# Questions to answer:
[1] Reproduce the passage on Villepin's view of credit word for word, from "So Villepin built" to "such enormous power.".
[2] Using the passage on Villepin's view of credit, decide whether each statement agrees with it. Answer yes or no for each, and quote the passage's deciding words: (a) Villepin called the debt bubble the "global debt disease." (b) Credit ratings agencies are described as a European monopoly. (c) Villepin said the Fed's response created limited multiple bubbles.
[3] Pick up the passage on Villepin's critique of credit and the US response where it ends, and write what follows.

So Villepin built his argument. Cheap credit led to a bubble in private, corporate, and public debt – the “global debt disease,” as he called it – that “artificially” created economic growth. The buyout fever hollowed out entire industries and left even the most efficient firms more fragile. And when the bubble blew up, the Fed flooded the market with even more liquidity. “A danger in the long run,” he said. “Instead of limited multiple bubbles, they have created a giant worldwide bubble.”
Credit has become “the key for the central nervous system of the economy,” he said. “Those who control credit, control the economy. Those who control risk control the credit. And those who control information control the risk.” That’s why credit ratings agencies – an American monopoly – have such enormous power.
The US reacted to the crisis by “clinging to the control of credit through its sole privileges, making them even more dangerous,” he said. The Fed “flooded the markets with fictitious money” to keep the US economy afloat. Banking reform in the US and Europe “created a club of well-behaved aristocracy” and “benefitted the restoration of the banking empires in London and New York.” And the continuing public deficits in developed countries are financed through cheap credit “based on their version of risk.”

# Entries shown:
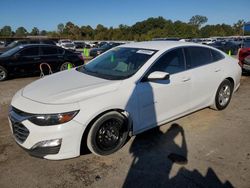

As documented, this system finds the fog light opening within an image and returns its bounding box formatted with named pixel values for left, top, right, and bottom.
left=31, top=138, right=62, bottom=149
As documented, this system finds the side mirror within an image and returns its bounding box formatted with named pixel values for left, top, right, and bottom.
left=14, top=53, right=21, bottom=59
left=147, top=71, right=169, bottom=81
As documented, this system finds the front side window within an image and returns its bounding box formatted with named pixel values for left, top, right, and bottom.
left=20, top=47, right=39, bottom=56
left=185, top=47, right=213, bottom=68
left=210, top=49, right=225, bottom=61
left=77, top=48, right=156, bottom=80
left=41, top=46, right=58, bottom=55
left=149, top=48, right=185, bottom=74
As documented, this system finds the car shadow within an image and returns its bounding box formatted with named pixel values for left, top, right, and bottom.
left=123, top=124, right=233, bottom=188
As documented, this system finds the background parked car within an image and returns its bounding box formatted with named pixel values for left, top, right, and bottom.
left=58, top=39, right=76, bottom=51
left=0, top=44, right=84, bottom=81
left=239, top=39, right=250, bottom=72
left=89, top=42, right=122, bottom=57
left=73, top=41, right=86, bottom=49
left=0, top=39, right=56, bottom=54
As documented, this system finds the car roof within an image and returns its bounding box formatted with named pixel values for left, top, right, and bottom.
left=119, top=41, right=208, bottom=50
left=19, top=44, right=58, bottom=48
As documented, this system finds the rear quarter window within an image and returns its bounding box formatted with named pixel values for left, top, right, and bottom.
left=185, top=47, right=213, bottom=69
left=210, top=49, right=225, bottom=61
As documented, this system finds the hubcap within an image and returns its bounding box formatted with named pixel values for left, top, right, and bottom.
left=0, top=69, right=6, bottom=80
left=61, top=63, right=74, bottom=70
left=96, top=119, right=122, bottom=150
left=219, top=85, right=231, bottom=106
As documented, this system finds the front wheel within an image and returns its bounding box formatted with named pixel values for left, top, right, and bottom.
left=215, top=80, right=233, bottom=110
left=87, top=112, right=128, bottom=155
left=0, top=66, right=8, bottom=81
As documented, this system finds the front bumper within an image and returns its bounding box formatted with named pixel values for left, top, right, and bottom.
left=9, top=106, right=84, bottom=160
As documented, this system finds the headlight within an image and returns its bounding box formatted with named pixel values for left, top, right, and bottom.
left=28, top=110, right=79, bottom=126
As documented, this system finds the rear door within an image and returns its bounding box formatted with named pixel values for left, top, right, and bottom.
left=185, top=47, right=223, bottom=109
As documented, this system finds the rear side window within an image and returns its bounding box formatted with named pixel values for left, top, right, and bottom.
left=149, top=48, right=185, bottom=74
left=20, top=47, right=39, bottom=56
left=42, top=47, right=58, bottom=55
left=185, top=47, right=213, bottom=68
left=57, top=48, right=64, bottom=54
left=210, top=49, right=225, bottom=61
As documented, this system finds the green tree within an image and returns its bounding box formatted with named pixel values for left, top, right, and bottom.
left=233, top=20, right=245, bottom=35
left=30, top=27, right=40, bottom=36
left=189, top=15, right=208, bottom=28
left=40, top=30, right=47, bottom=36
left=15, top=27, right=27, bottom=37
left=1, top=25, right=12, bottom=37
left=80, top=25, right=94, bottom=40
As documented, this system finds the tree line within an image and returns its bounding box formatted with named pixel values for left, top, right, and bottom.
left=0, top=15, right=245, bottom=41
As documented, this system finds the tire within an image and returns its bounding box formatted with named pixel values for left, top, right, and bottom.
left=214, top=80, right=233, bottom=110
left=60, top=62, right=75, bottom=71
left=87, top=111, right=129, bottom=156
left=0, top=66, right=8, bottom=81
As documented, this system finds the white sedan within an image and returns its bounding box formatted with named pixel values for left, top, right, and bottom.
left=9, top=41, right=241, bottom=160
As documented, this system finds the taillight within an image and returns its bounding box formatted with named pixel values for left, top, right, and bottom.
left=238, top=61, right=243, bottom=68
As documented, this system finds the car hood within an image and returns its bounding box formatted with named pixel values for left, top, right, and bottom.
left=22, top=69, right=121, bottom=104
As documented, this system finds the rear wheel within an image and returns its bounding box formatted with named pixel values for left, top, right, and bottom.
left=60, top=62, right=75, bottom=71
left=87, top=112, right=128, bottom=155
left=0, top=66, right=8, bottom=81
left=215, top=80, right=233, bottom=110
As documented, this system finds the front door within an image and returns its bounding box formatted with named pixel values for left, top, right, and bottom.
left=134, top=48, right=191, bottom=132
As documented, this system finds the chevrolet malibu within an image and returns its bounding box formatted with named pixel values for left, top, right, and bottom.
left=9, top=41, right=241, bottom=160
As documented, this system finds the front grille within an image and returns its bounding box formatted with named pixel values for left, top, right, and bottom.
left=11, top=121, right=30, bottom=143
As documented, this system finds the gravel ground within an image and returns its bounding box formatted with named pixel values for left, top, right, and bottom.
left=0, top=76, right=250, bottom=188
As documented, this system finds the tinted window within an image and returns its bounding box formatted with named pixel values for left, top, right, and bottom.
left=57, top=48, right=64, bottom=54
left=150, top=48, right=185, bottom=74
left=185, top=47, right=213, bottom=68
left=42, top=47, right=58, bottom=55
left=20, top=47, right=39, bottom=56
left=211, top=49, right=224, bottom=61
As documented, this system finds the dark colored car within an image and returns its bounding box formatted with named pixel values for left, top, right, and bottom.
left=238, top=39, right=250, bottom=72
left=0, top=40, right=56, bottom=54
left=209, top=41, right=239, bottom=55
left=0, top=44, right=84, bottom=81
left=89, top=42, right=122, bottom=57
left=73, top=41, right=86, bottom=49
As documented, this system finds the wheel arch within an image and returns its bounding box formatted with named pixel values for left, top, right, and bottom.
left=225, top=77, right=235, bottom=90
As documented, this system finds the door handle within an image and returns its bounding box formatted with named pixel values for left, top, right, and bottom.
left=182, top=77, right=191, bottom=82
left=214, top=68, right=221, bottom=72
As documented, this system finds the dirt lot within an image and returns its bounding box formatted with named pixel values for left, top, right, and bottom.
left=0, top=76, right=250, bottom=188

# Outputs in order:
[1]
So Villepin built his argument. Cheap credit led to a bubble in private, corporate, and public debt – the “global debt disease,” as he called it – that “artificially” created economic growth. The buyout fever hollowed out entire industries and left even the most efficient firms more fragile. And when the bubble blew up, the Fed flooded the market with even more liquidity. “A danger in the long run,” he said. “Instead of limited multiple bubbles, they have created a giant worldwide bubble.”
Credit has become “the key for the central nervous system of the economy,” he said. “Those who control credit, control the economy. Those who control risk control the credit. And those who control information control the risk.” That’s why credit ratings agencies – an American monopoly – have such enormous power.

[2]
(a) Yes: "the “global debt disease,” as he called it"
(b) No: "credit ratings agencies – an American monopoly"
(c) No: "Instead of limited multiple bubbles, they have created a giant worldwide bubble."

[3]
He called for “a new architecture for the world’s finance and economy,” whose foundation would have to be “a reform of credit” and “a new currency exchange system.” It would end the principle of one “hegemonic currency” due the “obvious conflict of interest between the nation controlling the currency and the need of the world using it.” He already saw that “the hegemony of the dollar” was dwindling. But rather than an alternative currency, he saw a common world currency unit, calculated off the dollar, euro, yuan, and yen (he’d forgotten to ask Russia, Brazil, and India, apparently).
And he called for the creation of “the tools that will vouch for a more balanced circulation of credit around the world.” Most prominent among them: a new credit rating agency. “The three big agencies failed in their mission in 2007 and 2008 because of their methodologies and conflicts of interest,” he said. “Today we need new actors,” that would “create the new international system.” Hence his solution, Universal Credit Rating Group. Quoting Dagong Chairman Jianzhong, he said, “The system as it exists cannot go on. We cannot wait for America to reform it.”
Will all these efforts knock the US off its hegemonic credit and dollar pedestal next year? Not quite. It would take UCRG till 2020 to create a “global credit rating service system with a complete, new credit rating theory, methodology, system and world rating capability,” admitted Mr. Jianzhong. And it would take till 2025, “to have the capability of involving rating issues worldwide, provide credit risk information of every debtor economy for the world, and assume the responsibility of world rating.”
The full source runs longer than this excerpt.